_WORK TO DO:_ Report every line of the records that contains the word "jacket", matching case exactly.

_PROVIDED INFORMATION:_
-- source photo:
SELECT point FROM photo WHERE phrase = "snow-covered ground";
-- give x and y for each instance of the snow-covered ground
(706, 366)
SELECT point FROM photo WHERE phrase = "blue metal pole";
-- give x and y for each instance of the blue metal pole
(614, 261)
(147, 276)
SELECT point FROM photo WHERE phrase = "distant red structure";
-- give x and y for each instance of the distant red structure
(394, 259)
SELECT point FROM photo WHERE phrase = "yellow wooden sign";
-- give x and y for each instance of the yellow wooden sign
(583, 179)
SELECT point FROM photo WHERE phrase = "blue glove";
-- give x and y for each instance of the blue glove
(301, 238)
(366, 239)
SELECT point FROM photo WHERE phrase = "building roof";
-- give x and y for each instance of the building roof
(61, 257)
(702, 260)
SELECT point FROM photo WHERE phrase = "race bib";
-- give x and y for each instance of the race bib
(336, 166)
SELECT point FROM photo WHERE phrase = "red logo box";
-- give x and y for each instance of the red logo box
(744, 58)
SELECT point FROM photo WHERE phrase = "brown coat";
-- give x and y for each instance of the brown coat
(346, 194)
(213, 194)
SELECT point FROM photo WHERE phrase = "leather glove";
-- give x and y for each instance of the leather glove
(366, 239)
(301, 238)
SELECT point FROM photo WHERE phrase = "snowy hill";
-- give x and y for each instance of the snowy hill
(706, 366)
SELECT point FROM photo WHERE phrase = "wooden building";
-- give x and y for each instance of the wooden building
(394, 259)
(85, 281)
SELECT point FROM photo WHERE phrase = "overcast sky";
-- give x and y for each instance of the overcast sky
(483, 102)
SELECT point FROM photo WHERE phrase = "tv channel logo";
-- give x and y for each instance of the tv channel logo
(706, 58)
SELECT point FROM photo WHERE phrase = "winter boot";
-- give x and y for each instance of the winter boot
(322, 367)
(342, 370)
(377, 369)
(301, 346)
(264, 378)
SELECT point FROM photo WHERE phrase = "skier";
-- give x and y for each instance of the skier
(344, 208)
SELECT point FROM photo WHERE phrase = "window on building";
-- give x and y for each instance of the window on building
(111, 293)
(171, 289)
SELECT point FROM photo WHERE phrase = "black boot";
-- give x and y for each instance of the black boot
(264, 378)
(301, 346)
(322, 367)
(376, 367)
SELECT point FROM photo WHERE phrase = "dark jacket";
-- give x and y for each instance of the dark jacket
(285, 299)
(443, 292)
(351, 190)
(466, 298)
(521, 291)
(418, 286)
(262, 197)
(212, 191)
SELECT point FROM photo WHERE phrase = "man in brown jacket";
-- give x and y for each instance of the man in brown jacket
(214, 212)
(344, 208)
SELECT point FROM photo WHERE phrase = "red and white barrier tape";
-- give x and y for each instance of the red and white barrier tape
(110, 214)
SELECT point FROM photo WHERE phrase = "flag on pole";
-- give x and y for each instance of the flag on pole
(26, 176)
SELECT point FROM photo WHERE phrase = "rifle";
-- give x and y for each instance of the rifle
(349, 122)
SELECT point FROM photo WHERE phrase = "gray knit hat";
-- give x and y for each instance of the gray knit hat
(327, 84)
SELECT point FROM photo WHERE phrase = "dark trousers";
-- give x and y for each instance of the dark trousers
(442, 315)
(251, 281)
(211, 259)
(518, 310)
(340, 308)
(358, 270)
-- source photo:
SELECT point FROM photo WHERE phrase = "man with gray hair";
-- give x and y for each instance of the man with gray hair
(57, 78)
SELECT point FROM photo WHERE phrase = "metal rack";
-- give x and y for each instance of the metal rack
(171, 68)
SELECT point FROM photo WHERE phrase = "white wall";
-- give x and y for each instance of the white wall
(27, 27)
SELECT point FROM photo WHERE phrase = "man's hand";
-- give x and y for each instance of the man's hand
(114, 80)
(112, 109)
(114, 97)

_FULL RESPONSE:_
SELECT point FROM photo WHERE phrase = "dark jacket";
-- give x and y for each instance of the dark jacket
SELECT point FROM photo WHERE phrase = "man in brown jacket";
-- give x and y for each instance of the man in brown jacket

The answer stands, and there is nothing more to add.